BEGIN Passage provided
INTERNATIONAL: DIABETES
Cause: Insulin, produced in the pancreas, helps blood sugar get into cells, which use it for energy. If the body can’t produce or use insulin effectively to prevent a buildup of sugar in the blood, diabetes results. Pre-diabetes is when blood sugar levels rise to higher than normal, but not high enough to be called diabetes.

Diabetes comes in two major forms:

Type 1, an autoimmune disease, result in losing insulin-producing cells in the pancreas, usually in children and young adults, who need daily insulin shots, and
Type 2, which is 90% of diabetes, and is associated with obesity, inactivity, and reduces ability use insulin effectively.If body size increases, the pancreas churns out more insulin. Eventually, it can’t keep up with demand and sugar levels build up in blood.

Result: sugar levels in blood clog vessels the way gummy oil clogs car engines, reducing circulation that affects the body from brain to feet. Diabetes doesn’t kill, but uncontrolled diabetes causes heart disease risk, damages kidneys, eyes and nerves and can lead to blindness, amputated limbs, kidney failure and dialysis, nerve failure and amputated limbs, increased infection, death.
END Passage provided
BEGIN Exercise data
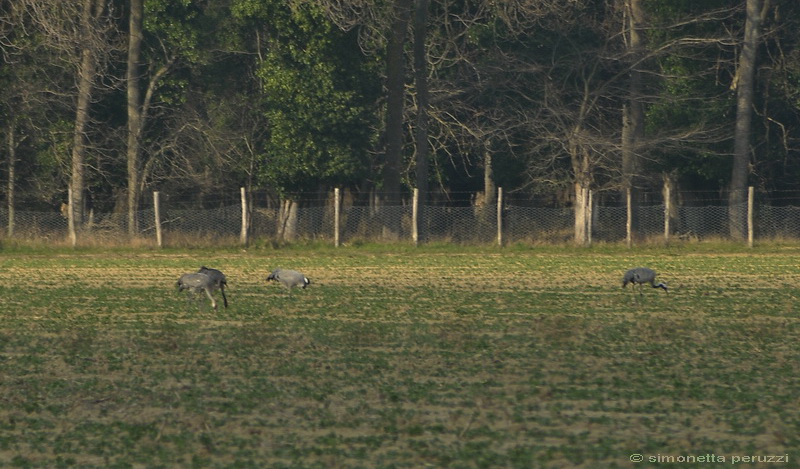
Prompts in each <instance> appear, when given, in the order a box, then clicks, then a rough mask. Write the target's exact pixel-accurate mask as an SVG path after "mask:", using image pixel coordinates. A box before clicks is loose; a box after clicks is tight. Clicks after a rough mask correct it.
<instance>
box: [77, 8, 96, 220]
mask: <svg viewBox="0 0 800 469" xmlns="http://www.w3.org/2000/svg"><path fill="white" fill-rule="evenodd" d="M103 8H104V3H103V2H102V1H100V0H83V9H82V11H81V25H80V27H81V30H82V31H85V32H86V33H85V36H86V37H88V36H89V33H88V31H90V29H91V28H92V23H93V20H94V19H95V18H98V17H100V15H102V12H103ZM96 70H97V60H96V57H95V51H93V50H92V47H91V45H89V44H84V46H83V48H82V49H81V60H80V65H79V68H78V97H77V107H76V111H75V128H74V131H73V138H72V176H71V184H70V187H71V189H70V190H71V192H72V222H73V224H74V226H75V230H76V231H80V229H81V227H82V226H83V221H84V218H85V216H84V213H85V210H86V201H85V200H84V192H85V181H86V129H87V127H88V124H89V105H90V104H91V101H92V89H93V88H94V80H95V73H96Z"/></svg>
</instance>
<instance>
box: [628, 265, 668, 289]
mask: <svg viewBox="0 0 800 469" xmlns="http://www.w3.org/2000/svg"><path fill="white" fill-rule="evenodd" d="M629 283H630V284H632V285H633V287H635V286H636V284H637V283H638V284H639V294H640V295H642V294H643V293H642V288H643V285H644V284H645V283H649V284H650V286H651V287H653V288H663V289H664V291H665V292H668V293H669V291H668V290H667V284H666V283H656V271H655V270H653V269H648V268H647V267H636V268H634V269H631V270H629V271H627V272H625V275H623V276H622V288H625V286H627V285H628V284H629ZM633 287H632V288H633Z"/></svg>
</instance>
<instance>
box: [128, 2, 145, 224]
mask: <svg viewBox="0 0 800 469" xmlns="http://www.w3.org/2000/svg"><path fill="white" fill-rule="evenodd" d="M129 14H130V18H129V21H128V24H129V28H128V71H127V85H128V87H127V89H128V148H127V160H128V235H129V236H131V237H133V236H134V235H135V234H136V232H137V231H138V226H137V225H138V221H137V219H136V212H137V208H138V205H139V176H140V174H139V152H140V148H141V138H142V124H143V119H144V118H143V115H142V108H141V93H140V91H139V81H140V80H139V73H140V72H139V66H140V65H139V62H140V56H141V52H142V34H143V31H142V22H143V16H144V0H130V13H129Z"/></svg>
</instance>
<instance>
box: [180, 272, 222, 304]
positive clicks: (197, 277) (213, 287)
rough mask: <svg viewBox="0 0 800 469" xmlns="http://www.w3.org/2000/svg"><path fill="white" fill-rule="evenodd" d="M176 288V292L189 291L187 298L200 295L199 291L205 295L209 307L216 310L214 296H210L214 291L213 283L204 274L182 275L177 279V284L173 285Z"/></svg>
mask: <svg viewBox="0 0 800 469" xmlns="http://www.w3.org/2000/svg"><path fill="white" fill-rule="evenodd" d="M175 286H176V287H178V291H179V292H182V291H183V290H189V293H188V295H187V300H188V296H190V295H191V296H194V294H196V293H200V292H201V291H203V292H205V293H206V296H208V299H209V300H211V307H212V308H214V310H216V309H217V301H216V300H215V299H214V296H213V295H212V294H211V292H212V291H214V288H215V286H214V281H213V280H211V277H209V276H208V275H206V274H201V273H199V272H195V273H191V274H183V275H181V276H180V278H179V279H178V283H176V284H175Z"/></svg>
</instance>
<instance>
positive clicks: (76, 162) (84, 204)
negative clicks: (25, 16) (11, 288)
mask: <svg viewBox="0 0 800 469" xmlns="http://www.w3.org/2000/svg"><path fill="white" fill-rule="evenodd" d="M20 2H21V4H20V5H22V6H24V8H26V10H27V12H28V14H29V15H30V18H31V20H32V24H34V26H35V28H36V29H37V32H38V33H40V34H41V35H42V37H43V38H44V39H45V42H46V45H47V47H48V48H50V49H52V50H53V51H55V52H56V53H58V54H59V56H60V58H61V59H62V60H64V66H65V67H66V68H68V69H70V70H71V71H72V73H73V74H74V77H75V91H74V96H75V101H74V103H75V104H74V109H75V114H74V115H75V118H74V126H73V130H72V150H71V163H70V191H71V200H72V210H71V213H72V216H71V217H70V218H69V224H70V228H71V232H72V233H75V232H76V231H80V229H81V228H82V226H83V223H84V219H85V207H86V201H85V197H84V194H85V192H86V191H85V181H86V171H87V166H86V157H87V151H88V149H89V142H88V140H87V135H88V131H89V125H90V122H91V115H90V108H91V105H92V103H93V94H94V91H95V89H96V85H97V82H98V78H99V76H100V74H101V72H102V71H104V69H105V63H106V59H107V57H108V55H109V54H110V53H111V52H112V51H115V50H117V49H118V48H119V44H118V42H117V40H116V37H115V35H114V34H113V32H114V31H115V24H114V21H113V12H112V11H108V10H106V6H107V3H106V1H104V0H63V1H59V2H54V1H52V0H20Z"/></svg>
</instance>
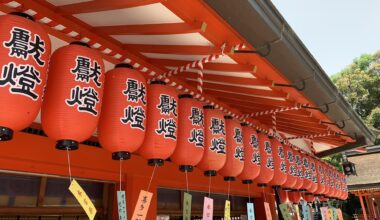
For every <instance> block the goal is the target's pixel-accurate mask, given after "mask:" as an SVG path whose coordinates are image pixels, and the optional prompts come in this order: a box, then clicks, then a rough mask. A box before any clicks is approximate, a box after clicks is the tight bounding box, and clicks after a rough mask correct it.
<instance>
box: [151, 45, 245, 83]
END Exercise data
> **Problem requirements**:
Using the diabetes passage, answer these:
(a) Which organ produces insulin?
(b) What share of diabetes is Type 2?
(c) What does the passage compare the way blood sugar clogs vessels to?

> **Exercise solution**:
(a) The pancreas.
(b) 90%.
(c) The way gummy oil clogs car engines.